Dataset excerpt:

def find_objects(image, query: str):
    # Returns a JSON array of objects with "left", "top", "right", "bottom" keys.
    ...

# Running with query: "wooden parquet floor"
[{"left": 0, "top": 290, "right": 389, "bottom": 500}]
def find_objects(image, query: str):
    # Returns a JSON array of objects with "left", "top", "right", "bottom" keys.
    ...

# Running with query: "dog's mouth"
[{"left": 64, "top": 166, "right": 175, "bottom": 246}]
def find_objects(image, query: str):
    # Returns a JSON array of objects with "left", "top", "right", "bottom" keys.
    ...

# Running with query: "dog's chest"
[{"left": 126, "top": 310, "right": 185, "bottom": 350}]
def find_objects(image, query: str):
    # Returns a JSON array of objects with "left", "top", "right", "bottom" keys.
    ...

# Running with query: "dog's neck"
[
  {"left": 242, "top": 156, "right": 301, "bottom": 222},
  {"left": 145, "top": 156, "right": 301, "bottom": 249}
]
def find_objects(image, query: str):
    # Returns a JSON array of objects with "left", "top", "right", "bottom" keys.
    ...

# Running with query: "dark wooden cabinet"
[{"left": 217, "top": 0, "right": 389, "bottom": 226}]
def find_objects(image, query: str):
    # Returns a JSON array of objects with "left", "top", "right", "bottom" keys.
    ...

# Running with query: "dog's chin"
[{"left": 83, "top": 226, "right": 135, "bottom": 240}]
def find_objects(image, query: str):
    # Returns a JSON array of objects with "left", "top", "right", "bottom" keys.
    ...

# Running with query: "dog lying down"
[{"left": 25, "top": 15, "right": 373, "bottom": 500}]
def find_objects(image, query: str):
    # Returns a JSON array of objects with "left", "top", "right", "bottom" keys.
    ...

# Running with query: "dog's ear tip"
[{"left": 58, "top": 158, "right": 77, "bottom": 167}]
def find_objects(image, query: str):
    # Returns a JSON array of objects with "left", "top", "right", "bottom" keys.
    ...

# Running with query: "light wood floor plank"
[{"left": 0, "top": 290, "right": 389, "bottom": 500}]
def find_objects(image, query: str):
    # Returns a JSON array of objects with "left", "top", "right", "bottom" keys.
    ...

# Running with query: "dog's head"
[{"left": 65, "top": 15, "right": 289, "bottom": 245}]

**Brief**
Count the lines in the records that contain the string "Running", treating uppercase and lowercase as different. Reply with the number alone.

**The response**
10